§ **TASK DESCRIPTION**:
Write out the records below once more, exactly as they stand.

[Point-based annotation data]
---------------

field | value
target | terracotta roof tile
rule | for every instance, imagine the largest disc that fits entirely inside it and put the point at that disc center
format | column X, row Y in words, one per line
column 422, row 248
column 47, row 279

---------------

§ **SOLUTION**:
field | value
target | terracotta roof tile
rule | for every instance, imagine the largest disc that fits entirely inside it and put the point at that disc center
format | column X, row Y in words, one per line
column 422, row 248
column 47, row 279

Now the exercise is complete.